*Task instructions*.
Render the lines below as a Markdown table with the columns "Row" and "Line," numbering each row and omitting blank lines. Leave the pictures out of your answer.

*Dataset extract*.
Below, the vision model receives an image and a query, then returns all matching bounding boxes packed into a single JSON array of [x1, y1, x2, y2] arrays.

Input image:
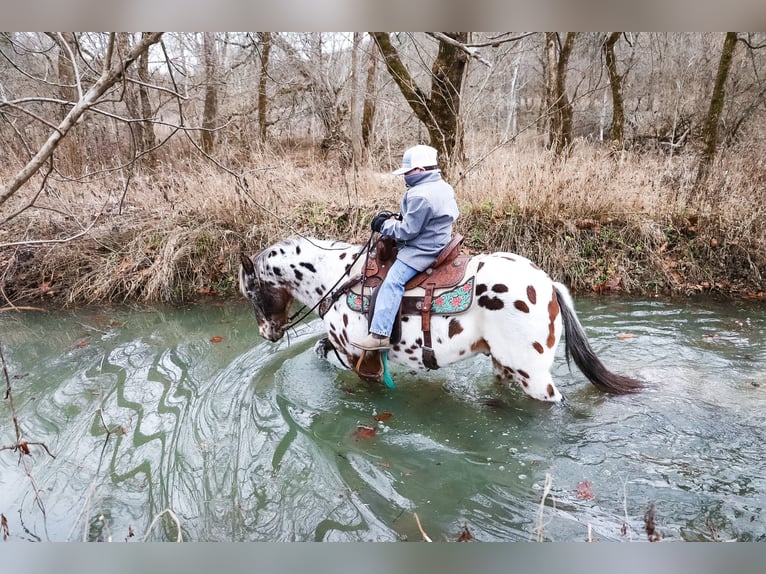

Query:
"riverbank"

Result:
[[0, 141, 766, 307]]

*Result of this task*.
| Row | Line |
|---|---|
| 1 | Below, the vision model receives an image and a query, then returns all matching bounding boxes packed into a single JSON array of [x1, y1, x2, y2] arrays. |
| 2 | Input image: |
| 3 | Query: |
| 4 | "riverbank" |
| 5 | Result: |
| 6 | [[0, 141, 766, 307]] |